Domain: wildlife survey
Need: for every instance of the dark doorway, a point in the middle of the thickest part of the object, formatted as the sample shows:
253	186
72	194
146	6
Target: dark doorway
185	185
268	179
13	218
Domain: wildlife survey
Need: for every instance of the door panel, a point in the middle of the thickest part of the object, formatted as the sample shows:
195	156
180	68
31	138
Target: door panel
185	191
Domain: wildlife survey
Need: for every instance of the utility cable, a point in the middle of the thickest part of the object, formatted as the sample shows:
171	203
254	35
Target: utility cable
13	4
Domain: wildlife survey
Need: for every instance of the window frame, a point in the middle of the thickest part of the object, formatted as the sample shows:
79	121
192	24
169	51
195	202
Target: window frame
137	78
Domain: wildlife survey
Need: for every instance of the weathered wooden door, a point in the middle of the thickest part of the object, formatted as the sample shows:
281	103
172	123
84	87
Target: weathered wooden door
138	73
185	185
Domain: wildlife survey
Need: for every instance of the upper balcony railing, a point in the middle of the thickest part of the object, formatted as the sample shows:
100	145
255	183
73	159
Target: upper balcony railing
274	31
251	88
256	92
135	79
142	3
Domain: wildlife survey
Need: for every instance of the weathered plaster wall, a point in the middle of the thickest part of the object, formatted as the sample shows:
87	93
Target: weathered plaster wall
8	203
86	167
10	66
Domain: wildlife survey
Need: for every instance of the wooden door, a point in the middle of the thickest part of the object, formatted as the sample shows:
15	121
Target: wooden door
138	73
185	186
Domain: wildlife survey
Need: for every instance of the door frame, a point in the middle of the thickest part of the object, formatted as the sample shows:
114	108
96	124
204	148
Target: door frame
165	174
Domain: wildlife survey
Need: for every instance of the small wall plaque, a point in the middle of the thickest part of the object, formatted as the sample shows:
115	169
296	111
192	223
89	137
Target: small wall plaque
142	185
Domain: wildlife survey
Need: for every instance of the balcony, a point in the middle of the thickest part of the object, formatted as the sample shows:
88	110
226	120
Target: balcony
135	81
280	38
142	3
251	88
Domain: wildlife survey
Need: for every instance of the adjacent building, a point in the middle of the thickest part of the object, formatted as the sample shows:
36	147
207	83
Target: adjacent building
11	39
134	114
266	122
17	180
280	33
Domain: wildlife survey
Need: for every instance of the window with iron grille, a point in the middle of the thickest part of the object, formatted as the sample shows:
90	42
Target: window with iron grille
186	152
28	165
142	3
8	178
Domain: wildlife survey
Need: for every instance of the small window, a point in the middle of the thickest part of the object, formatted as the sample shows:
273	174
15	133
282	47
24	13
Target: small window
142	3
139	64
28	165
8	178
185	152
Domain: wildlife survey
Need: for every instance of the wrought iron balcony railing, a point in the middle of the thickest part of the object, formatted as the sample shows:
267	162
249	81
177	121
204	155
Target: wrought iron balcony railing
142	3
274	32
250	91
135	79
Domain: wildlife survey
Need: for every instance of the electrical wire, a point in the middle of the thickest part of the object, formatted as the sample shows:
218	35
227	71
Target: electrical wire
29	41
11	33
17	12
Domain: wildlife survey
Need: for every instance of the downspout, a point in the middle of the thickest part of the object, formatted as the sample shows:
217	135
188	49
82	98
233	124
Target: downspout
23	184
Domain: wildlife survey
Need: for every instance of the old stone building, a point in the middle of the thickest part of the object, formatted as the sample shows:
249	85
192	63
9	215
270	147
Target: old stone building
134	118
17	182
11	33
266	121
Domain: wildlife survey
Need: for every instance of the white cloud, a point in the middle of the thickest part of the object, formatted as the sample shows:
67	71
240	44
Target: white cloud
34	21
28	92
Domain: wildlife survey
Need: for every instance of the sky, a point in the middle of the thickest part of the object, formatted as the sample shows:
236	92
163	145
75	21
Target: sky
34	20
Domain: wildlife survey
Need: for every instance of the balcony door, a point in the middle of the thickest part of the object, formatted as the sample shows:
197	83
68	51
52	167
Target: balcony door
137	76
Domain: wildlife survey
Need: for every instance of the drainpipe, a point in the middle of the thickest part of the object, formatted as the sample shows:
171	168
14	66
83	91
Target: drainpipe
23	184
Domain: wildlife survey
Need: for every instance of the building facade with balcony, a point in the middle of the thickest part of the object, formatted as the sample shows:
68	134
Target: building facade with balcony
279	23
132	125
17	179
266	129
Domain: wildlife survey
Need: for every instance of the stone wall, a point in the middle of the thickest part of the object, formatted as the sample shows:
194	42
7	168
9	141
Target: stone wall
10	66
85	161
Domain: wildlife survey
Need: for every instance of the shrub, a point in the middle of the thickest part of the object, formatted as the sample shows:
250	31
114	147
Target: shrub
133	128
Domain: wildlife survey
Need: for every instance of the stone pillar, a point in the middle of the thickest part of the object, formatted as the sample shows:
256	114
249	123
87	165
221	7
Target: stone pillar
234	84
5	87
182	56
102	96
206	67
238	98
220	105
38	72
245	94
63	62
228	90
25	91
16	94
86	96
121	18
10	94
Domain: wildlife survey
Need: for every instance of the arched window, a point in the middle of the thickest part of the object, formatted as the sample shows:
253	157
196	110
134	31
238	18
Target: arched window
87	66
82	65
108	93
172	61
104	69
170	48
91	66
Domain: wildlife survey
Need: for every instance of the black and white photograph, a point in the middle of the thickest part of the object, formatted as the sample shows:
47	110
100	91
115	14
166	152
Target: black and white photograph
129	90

****

- [Aim]
Which lines of the records above contain the word "with"? Show every one of them in full.

- [Task solution]
Need: for every instance of the window with iron grille, a point in the middle of the thickest part of the object, formatted as the sample shows:
Target: window with iron grille
Need: for every instance of the building facade with balcony, a point in the middle of the thickest part of the object, formatted as the sample shows:
Target: building facade with balcony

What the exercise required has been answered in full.